It was in 1956 that she arrived in Nerja with her Polish husband, Maurice Zalcman. "We wanted to go more towards the coastal area of Granada and Almería, we stayed by chance," recalls the author of 'Pysähtyneet Kellot', a novel set in the town, which she first published in 1960 in Finnish.

Now, more than six decades later, the work has been translated for the first time into Spanish under the title 'Los relojes parados' (the stopped clocks). The story takes us on a journey to the Nerja of more than six decades ago, when "it was still a small, quiet fishing village, there were no hotels, souvenir shops, supermarkets, hardly any foreigners and only one car; the taxi," Ungelo recalls. "I fell in love immediately," she adds.

The idyll was such that just a few years after their first visit they bought a house in Cantarriján, in the Maro cliffs, where their son Olaf, who works as an agent in the rural tourism sector continues to visit. "I would love to go back, it's the promised land, as my husband used to say," Ungelo says. Her husband was a well-known painter who died in 1983 and in 2017, the Museum of Nerja held an exhibition of his works and photographs of the town.

"He always said that Franco sold him to the Allies for a pig or a sack of wheat," explains Ungelo about the incredible survival story of her late husband, who was imprisoned by the Nazis. "He was imprisoned in Jaca and from there he was sold to the Allies, arriving in Morocco via Malaga, and then liberated in France," she says. "With the money they gave him as compensation we bought the house in Nerja," she reveals.

........

WORK TO COMPLETE:
**1.** Based on the text about Nerja, is each statement true? Answer yes or no for each, and quote the words from the text that decide it.
(a) The novel set in Nerja first came out in Finnish in 1960.
(b) The couple had planned from the start to settle in Nerja.
(c) The family's house in Nerja was paid for with compensation money.
**2.** Pick up the text about Nerja after its last sentence and write the next paragraph.
The rows come from a different source than the text about Nerja.

........

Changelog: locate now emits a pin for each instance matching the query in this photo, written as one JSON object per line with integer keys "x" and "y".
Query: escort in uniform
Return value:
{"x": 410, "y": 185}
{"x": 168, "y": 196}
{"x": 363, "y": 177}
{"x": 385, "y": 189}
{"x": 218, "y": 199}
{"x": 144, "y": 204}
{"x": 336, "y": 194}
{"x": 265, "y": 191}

........

OUTPUTS:
**1.**
(a) Yes: "which she first published in 1960 in Finnish."
(b) No: "We wanted to go more towards the coastal area of Granada and Almería, we stayed by chance."
(c) Yes: "With the money they gave him as compensation we bought the house in Nerja."

**2.**
The only hotel on the Balcón de Europa

On their first trip to the town to retrace the steps that led him to freedom in the Second World War, they rented a room "in the only bar on the Balcón de Europa". They soon made friends with the local families, "who really adopted us as one of their own.” She is still in contact with the families and it was through them that she learned first-hand about the traumas of the then still recent Civil War.

One of these encounters gave the writer the inspiration to write her novel. The stories take place in the imaginary village of Alhama and the names of the people have been changed. "I want people to know what the Nerja of that time was like, I don't want to see the Nerja of today, I prefer the image I keep in my heart", says the author.

The book talks about friendship and love, travelling to forgotten places and a Nerja that no longer exists, "A Nerja that we must remember and the friends who are not forgotten," Ungelo explains, for whom the Nerja of today is no longer the same.

"But somewhere its old heart is still beating, it is detached from time. That is the old Nerja that I show in the book: a small town that I have loved all my life, a town where life was tranquil, floating from one day to the next and where time seemed to disappear," she concludes.